--- Supplied entries ---
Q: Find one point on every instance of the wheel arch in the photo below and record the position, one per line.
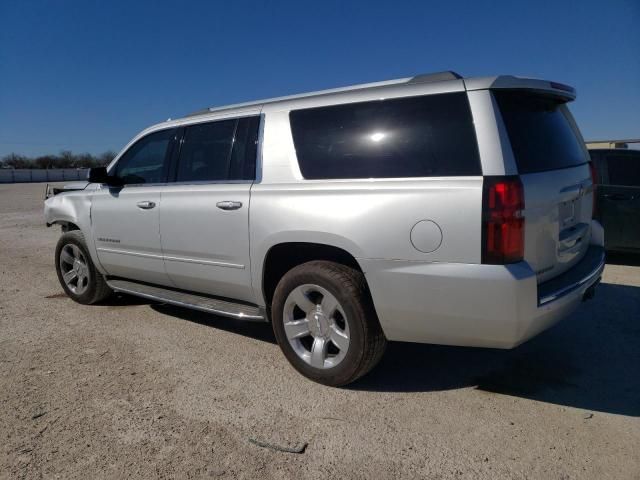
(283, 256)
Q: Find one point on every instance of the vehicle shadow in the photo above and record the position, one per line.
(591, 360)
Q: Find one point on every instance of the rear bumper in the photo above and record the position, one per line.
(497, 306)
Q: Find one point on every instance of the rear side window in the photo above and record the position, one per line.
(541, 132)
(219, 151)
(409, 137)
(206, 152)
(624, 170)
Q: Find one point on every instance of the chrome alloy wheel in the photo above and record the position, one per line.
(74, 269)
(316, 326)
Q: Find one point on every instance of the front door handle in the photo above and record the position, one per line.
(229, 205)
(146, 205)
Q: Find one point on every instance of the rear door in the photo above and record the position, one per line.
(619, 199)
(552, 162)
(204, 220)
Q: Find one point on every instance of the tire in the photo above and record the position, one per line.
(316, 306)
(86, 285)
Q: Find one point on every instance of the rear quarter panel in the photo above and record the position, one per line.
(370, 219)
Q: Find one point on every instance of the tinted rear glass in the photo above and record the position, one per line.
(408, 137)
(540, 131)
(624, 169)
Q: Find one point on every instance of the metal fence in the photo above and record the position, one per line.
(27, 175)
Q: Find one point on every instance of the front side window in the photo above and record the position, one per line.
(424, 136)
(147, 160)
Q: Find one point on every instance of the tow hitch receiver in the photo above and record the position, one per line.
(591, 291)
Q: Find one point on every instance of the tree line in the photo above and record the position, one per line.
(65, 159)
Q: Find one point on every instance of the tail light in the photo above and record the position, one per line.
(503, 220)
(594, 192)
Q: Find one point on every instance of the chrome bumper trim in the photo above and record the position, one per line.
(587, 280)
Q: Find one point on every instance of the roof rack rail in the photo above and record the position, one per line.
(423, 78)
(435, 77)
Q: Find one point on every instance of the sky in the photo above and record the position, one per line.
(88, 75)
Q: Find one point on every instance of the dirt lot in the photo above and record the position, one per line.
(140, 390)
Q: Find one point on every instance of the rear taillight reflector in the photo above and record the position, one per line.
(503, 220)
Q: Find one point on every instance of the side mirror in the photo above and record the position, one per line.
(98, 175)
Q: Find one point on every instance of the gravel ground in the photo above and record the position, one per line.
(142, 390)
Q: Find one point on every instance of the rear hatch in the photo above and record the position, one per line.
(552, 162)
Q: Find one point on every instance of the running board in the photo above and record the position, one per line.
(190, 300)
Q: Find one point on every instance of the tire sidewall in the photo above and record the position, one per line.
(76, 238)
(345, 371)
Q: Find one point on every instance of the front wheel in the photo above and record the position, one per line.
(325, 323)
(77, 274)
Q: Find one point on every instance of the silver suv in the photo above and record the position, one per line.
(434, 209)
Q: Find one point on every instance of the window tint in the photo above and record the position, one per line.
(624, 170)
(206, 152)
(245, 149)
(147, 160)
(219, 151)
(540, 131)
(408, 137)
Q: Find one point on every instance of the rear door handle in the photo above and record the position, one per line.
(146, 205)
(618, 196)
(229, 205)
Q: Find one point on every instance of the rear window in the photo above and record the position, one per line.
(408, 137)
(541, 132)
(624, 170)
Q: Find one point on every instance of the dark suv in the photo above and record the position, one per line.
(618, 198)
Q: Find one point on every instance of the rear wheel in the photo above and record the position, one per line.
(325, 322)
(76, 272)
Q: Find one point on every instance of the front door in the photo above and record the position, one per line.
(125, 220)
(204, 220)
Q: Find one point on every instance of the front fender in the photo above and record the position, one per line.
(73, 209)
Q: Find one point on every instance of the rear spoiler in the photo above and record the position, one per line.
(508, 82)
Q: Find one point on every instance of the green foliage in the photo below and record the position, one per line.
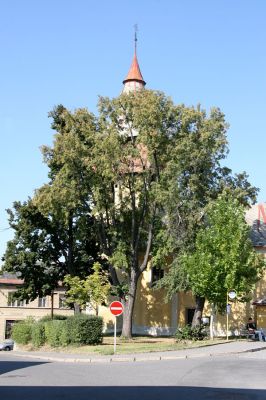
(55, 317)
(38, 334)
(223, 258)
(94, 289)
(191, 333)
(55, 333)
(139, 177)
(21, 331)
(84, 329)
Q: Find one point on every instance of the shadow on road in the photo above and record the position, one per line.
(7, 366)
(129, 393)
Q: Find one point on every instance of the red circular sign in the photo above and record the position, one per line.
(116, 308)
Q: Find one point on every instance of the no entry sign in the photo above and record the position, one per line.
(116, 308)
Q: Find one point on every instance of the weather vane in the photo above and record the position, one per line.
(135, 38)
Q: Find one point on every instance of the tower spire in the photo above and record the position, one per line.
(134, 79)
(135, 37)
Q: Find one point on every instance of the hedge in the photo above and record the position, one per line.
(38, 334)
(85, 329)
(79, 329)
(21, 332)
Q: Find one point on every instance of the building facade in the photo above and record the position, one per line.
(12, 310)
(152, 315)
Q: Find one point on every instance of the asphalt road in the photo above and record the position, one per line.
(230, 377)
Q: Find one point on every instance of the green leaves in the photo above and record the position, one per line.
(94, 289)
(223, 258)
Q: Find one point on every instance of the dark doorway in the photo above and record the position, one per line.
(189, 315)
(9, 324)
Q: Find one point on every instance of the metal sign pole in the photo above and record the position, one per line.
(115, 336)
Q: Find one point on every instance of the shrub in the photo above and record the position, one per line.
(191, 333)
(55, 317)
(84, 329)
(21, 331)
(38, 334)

==

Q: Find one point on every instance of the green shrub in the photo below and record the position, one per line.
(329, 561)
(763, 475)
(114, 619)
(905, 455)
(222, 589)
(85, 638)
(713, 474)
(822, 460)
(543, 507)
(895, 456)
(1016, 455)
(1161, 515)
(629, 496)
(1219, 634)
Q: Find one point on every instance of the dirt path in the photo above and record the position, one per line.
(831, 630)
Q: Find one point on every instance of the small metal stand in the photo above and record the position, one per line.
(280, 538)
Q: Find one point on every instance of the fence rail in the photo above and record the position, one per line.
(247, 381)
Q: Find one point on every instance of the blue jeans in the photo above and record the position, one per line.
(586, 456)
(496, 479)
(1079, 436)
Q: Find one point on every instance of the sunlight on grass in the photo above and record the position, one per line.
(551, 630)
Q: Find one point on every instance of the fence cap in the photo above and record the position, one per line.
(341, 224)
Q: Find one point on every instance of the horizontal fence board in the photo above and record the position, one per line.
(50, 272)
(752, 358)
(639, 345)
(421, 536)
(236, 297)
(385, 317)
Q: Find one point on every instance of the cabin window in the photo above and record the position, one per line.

--- Your assignment ---
Copy out only the lines above from the one with "Q: Find one point on every instance of the sunlight" to the one with "Q: Find one point on every instance of the cabin", inclusive, exactly as they stand.

--- Solved problem ---
Q: Find one point on every instance of the sunlight on grass in the photo above and record the position, one per line.
(551, 630)
Q: Find one point on every instance of the fence cap in the photo above and record the position, one per line.
(341, 224)
Q: Find one point on every instance of the horizontal fence board in the photo above and record the position, one per line.
(50, 272)
(752, 358)
(639, 345)
(421, 536)
(236, 297)
(385, 317)
Q: Find one point on every instance of the cabin window in the photo above and record the position, one per line.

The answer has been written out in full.